### Text provided
- - - - -
Our main concern is the rainwater tank, we have a buried 35 000 Liters concrete tank, which they love..

What we have tried so far :

- Installing mosquito netting at every opening, but there are places difficult to access where it's not a tight seal yet.
- Poured vegetable oil into the tank, to create a fine coat on the surface preventing the larvaes to breathe, this seemed to have no effect at all.
- Installed a water pump that circulates the water in the tank every day for half an hour, oxigenates the water but there are still mosquitoes.

This year we want to try to add mosquitofishes (Gambusia affinis) to try to control the larvae population and transform a problem (mosquito bites) into a solution (fertilized water).
- - - - -
### Records supplied
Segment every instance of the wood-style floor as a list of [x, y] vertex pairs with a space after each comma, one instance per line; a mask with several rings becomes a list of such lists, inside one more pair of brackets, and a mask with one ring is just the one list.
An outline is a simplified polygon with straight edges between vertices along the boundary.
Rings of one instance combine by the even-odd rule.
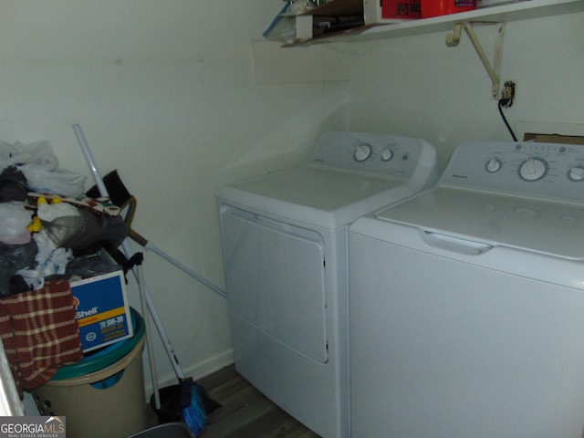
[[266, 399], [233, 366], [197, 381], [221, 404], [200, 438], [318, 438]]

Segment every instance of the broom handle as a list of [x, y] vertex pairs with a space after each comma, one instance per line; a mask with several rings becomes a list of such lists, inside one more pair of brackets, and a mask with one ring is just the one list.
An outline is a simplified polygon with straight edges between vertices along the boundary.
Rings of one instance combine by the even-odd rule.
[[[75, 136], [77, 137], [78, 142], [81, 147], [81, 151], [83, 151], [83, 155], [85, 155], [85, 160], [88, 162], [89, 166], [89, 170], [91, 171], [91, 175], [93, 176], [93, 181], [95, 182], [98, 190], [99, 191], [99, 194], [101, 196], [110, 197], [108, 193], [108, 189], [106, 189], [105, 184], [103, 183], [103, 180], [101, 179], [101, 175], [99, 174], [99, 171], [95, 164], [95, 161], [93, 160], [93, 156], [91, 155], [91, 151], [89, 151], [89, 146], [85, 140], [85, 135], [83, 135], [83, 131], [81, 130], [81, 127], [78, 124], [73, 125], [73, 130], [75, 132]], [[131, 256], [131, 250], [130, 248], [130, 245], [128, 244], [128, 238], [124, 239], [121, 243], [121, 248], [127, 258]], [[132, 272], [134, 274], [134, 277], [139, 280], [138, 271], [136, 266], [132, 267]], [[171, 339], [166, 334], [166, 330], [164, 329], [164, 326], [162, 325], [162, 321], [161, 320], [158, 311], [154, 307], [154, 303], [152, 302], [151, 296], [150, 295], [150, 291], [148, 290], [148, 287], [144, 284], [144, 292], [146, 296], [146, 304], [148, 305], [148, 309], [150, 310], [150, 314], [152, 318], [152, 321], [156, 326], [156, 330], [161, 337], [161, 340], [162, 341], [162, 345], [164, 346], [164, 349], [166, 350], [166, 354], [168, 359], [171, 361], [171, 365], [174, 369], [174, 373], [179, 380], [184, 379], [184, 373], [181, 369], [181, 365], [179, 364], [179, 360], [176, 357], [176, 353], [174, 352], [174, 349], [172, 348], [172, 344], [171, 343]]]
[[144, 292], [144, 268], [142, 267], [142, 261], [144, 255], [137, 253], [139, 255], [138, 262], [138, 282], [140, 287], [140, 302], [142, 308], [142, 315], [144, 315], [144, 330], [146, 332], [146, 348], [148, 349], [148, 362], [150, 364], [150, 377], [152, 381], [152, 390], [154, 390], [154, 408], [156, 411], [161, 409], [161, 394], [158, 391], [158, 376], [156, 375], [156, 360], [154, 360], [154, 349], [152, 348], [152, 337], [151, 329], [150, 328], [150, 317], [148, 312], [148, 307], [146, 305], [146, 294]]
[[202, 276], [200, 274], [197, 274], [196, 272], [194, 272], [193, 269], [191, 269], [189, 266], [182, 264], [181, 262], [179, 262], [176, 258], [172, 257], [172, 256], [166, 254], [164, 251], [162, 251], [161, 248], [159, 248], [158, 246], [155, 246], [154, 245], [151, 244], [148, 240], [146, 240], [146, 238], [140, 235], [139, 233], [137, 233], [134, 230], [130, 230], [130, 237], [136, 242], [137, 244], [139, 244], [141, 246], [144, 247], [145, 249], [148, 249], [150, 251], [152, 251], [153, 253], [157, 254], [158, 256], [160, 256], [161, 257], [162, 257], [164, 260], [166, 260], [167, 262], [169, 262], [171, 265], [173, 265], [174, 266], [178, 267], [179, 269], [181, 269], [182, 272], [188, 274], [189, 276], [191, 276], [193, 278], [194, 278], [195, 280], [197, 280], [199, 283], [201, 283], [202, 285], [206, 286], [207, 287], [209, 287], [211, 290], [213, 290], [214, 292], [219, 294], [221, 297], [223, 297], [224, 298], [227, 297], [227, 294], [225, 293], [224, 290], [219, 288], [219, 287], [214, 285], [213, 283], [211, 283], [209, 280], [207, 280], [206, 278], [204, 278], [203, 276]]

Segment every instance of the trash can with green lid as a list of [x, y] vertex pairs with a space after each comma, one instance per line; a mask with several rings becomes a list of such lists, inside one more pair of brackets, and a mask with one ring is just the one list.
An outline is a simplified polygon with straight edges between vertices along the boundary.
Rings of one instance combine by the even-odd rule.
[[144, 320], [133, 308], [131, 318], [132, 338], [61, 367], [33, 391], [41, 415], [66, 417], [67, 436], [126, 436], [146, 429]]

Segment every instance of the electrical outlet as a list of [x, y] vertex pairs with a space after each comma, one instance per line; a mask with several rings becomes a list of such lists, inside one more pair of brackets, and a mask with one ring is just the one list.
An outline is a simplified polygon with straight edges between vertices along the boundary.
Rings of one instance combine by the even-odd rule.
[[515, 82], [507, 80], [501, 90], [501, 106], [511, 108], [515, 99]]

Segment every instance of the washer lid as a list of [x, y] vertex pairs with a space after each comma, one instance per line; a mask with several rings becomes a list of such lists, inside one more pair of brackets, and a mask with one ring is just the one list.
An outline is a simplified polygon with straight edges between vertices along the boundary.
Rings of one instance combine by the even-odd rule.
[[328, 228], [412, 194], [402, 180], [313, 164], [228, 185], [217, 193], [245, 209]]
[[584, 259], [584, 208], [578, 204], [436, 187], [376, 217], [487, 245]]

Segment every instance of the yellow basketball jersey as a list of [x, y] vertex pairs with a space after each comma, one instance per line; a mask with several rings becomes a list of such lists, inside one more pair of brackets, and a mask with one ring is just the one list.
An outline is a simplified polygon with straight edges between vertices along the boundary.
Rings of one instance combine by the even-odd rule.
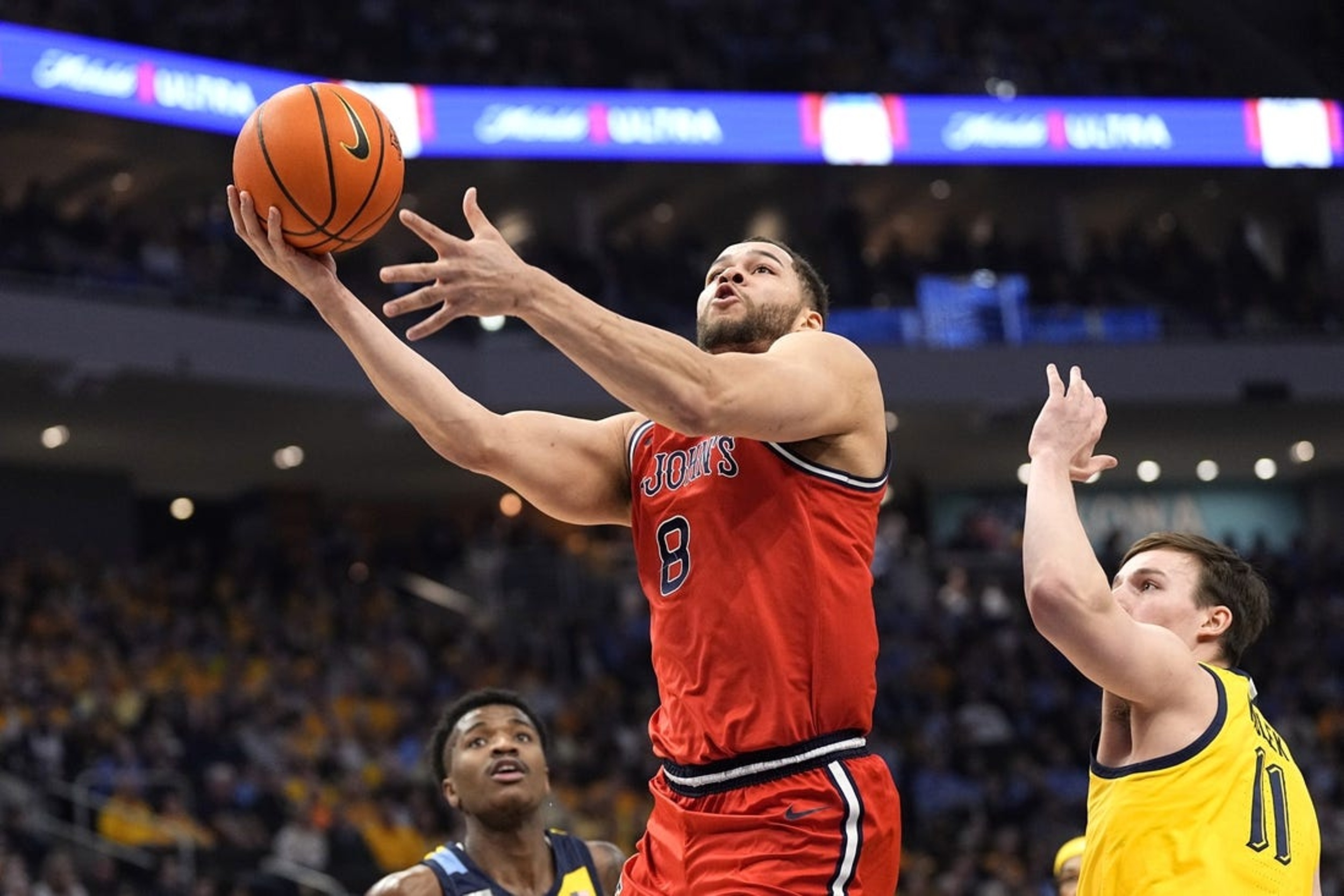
- - - - -
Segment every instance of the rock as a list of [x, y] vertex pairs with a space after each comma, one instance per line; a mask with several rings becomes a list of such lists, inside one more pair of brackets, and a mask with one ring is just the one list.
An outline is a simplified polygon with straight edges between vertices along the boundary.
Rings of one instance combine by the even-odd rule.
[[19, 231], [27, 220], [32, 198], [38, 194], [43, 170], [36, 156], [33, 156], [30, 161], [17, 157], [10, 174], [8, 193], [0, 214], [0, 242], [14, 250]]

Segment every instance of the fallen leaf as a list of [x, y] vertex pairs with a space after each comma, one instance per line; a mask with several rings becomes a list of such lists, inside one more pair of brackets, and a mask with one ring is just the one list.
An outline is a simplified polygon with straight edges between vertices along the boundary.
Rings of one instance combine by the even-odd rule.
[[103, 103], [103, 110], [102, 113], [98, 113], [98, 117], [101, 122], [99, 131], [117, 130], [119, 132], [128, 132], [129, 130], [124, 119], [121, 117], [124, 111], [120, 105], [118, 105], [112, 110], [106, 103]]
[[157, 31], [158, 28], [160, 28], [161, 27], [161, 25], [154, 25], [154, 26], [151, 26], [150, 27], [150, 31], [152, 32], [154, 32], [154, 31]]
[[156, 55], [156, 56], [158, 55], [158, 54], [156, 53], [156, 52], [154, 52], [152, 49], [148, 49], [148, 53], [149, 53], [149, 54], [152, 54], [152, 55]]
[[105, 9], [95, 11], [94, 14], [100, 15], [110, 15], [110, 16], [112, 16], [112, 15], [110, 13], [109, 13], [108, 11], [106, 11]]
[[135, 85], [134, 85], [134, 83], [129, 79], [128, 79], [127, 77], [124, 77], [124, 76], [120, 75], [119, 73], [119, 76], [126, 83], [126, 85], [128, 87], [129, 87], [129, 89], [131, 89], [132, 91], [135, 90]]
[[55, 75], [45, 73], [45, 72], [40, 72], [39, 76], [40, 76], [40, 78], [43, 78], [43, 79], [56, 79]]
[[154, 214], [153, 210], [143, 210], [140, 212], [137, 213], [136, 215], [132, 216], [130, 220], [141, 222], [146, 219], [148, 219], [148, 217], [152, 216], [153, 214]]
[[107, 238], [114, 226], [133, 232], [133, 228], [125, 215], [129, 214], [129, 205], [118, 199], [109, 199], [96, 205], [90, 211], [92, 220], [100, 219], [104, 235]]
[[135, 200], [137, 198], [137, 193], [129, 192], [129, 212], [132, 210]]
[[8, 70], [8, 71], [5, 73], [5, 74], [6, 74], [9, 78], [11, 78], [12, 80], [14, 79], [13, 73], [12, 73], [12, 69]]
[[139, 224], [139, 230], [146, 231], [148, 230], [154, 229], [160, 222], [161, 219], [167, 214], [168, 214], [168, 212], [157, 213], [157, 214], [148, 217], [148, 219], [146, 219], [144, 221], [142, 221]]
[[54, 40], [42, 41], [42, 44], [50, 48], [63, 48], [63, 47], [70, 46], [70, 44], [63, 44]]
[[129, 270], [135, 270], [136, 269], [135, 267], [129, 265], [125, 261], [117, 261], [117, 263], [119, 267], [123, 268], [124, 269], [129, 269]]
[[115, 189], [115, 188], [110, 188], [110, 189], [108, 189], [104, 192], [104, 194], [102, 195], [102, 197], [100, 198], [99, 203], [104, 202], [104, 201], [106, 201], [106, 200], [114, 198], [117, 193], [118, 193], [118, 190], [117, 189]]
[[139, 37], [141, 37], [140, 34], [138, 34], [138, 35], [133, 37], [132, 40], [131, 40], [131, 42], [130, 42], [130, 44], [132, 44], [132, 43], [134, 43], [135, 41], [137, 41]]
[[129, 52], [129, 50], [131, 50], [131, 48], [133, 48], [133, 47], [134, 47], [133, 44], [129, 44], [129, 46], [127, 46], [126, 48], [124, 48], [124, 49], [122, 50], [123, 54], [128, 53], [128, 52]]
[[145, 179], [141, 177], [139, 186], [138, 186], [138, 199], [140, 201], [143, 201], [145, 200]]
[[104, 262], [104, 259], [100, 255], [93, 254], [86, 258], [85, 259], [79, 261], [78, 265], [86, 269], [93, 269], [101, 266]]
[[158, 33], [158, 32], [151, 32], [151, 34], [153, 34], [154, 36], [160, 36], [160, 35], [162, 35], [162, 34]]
- - - - -
### Complete the following
1) In the listing, swap "electrical outlet" for "wall socket" from the line with "Segment every instance of the electrical" up to and including the line with "108], [515, 99]]", and give those lines back with nothing else changed.
2) Carry on the account of fighting mosquitoes in the rainwater tank from where it stops.
The listing has no connection to the account of mosquitoes in the rainwater tank.

### Written answers
1)
Segment every instance of the wall socket as a list of [x, y] vertex pairs with a space after each comma, one instance per line; a mask with several rings becomes a list of such lists, inside one more pair of brackets, and a mask with one ring is just the one list.
An outline is a simplified polygon with straight edges between vertices along the boundary.
Rings of one instance combine by the even-odd rule.
[[515, 82], [507, 80], [501, 90], [501, 106], [511, 108], [515, 99]]

2)
I have to add that the tank is emptied and cleaned about every two years, and that the water is used mainly to irrigate the vegetable garden. We are very reluctant to use BT pest control like Mosquito dunk, I believe this would also kill beneficial micro-organisms in the rainwater as well as in the soil after irrigation. I'm also not so excited about pouring bleach or kerozene into the tank.

So far, I think oxygenation and temperature of the water would not be an issue for the fish. My concern is light, I plan to replace the metal lid with a transparent one, but it would still be a relatively low light situation for the fish. Here's a photo of the opening :



Does anybody have any experience with fishes in big rainwater tanks for mosquito control or any other ideas of what we could try ?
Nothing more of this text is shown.